対象の書評 –
これは読む人の立場によってかなり賛否が分かれそう。
  

ネタもとはいくつかのデータと著者(と留学していたお子さん)の海外経験、日本で暮らす外国人友達の発言。
  
「イギリスの朝食は..」「フランスのご夫婦は..」「アメリカのお弁当は」「シンガポールでは屋台で朝食があたりまえ」などなど、とにかく海外の事例の多いこと。
  
正直『だから何?』って思ってしまいました。
  
『海外と比べて日本は劣っている』式の言い方が延々と続くものだからちょっと辟易。
  
  
  
まあそれでも言いたいことはなんとなくわかるし、もっともらしいデータも並んでいるし…と最後まで読みましたが何か納得できない。
  
というか、すっきりしない、結局のところ何が言いたいのかよくわからず。
  
  
仕事と家事、どちらも完璧にこなそうとしなくていいのだよ…ということを言いたいのなら、『丁寧な暮らし』の切り捨てを勧めるような事例をそんなに並べなくてもよいと思うのです。
  
ベニシアさん並の暮らしと都会のフルタイムワーキングママを並べて取り上げるような乱暴な議論があちこちに登場してくるのはどういういう意図なんでしょう。
  
誰だって自分の出来る範囲で丁寧に暮らせればそれでいいんじゃない?
  
その丁寧さの度合いは人それぞれで、それこそ雑誌やブログで多くの女性の羨望となるようなレベルから、生活が荒れない程度のそこそこレベルまであっていいわけだし。
  
  
  
『あなた自身もピーナッツバターを塗っただけのランチを毎日子どもに持たせますか?』『朝ご飯が毎日ハンバーガーやコンビニでも本当に健康や心に問題ないと思っている?家計の方も問題なし?』と著者に聞いてみたいわ。

  
それには「No」と答えながら『社会に刷り込まれた昭和の専業主婦信仰的価値観から私も抜けられないのよ』って言うのかな。
  
  
素敵ブログや丁寧な暮らし系雑誌によって煽られて、それを目指して苦しんでいる女性達を楽にしてあげたいというのなら、そこへかけてあげるべき言葉は『手を抜こう』『外注しよう』ではなくて、『人は人、よそはよそ』ってことなのでは?。
  
少なくとも私の場合は、よそ様のやり方を覗き見て『素敵だわ〜、うらやましい』と思うことはあっても、私もそうしなくちゃ!とは思いません。
  
自分の家庭に落とし込めることはマネすることもありますが、配偶者や子どもの性格や趣味まで計算に入れたら無限のパターンがあるわけですから。
  
聡明なワーキングママ達は丁寧にできるところはやるでしょうし、できないことを気に病んだりしないのでは?と思いますよ。
  
  
見ず知らずの他人の目を気にして無理することが問題なのであってね。

課題一覧 –
[1] 書評の「まあそれでも言いたいことはな」から「ベルまであっていいわけだし。」までの部分を書き出してください。
[2] この書評を2文で要約してください。
[3] 書評の最後の文に続けて、その先を書いてください。

資料抜粋 –
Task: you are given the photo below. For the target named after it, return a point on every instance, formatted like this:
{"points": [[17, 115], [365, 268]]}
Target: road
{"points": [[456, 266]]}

解答一覧 –
[1]
まあそれでも言いたいことはなんとなくわかるし、もっともらしいデータも並んでいるし…と最後まで読みましたが何か納得できない。
  
というか、すっきりしない、結局のところ何が言いたいのかよくわからず。
  
  
仕事と家事、どちらも完璧にこなそうとしなくていいのだよ…ということを言いたいのなら、『丁寧な暮らし』の切り捨てを勧めるような事例をそんなに並べなくてもよいと思うのです。
  
ベニシアさん並の暮らしと都会のフルタイムワーキングママを並べて取り上げるような乱暴な議論があちこちに登場してくるのはどういういう意図なんでしょう。
  
誰だって自分の出来る範囲で丁寧に暮らせればそれでいいんじゃない?
  
その丁寧さの度合いは人それぞれで、それこそ雑誌やブログで多くの女性の羨望となるようなレベルから、生活が荒れない程度のそこそこレベルまであっていいわけだし。

[2] 評者は、本の著者が海外の事例を数多く並べて「海外と比べて日本は劣っている」式の言い方を続けることに辟易し、最後まで読んでも結局何が言いたいのかわからず納得できなかったと述べている。丁寧さの度合いは人それぞれでよく、苦しむ女性にかけるべき言葉は「手を抜こう」「外注しよう」ではなく「人は人、よそはよそ」であり、問題は見ず知らずの他人の目を気にして無理することだというのが評者の考えである。

[3]
もちろん家庭のメネージメントを男女関係なく偏りなく分け合おうという部分や、そのために労働時間をなんとかしなくちゃ!という部分は賛成ですが、これも海外事例と単純に比べて声高に叫びすぎると道を見誤りそうだよね。

世の中の家族のパターンはみんな違っているのだから、都会のサラリーマン共働き視点だけで乱暴に片付けられないのだよ。



  
後半の4分の1程は話題ががらりと変わりミニマリストと断捨離批判、その延長線上でナンシー・八須さんの礼賛。
  
なんだか前半の論調とは随分とずれてくるものだからアレレレ?。
  
雑誌の編集者女史が『素敵!』と声を上げるようなナンシーさんの生活ぶりこそが『丁寧なくらし』っていうやつなのでは?

これぞ豊かでおしゃれな暮らし。と言われると、前半でさんざんお勧めされていた海外の事例とはかなり矛盾していない?

手縫いのコースターや使い込まれた古い道具を大切に使う暮らし。


昔ながらの道具を使う生活って、その手入れや掃除のしにくさゆえに結構手間ヒマがかかるのにね。

マッチを使えず燃えるものに対する経験が少ない子ども達を見て『火を使う生活を体験させなくちゃ』というのはもっともだけど、それを生活の中で実践するために毎日ベランダで七輪使う?

ガスコンロの火をコントロールしながら米を炊く毎日をお勧めするのも、仕事で忙しい人たちを『丁寧な家事』で苦しめることになるよ?



こうやって書き連ねてしまうとなんだか揚げ足取りのようだね。

全体を通して感じたのは、思いつきと極端な事例がつらつらと書かれているだけでトータルとして何が言いたいのかよくわからない..ということでした。

部分部分では多いに納得できる意見もあるのだけれどね。
  
  
  
  
家事を効率化したいと思っているワーキングママがタイトルに惹かれて飛びつくと、逆の意味で振り回されてしまいますから要注意。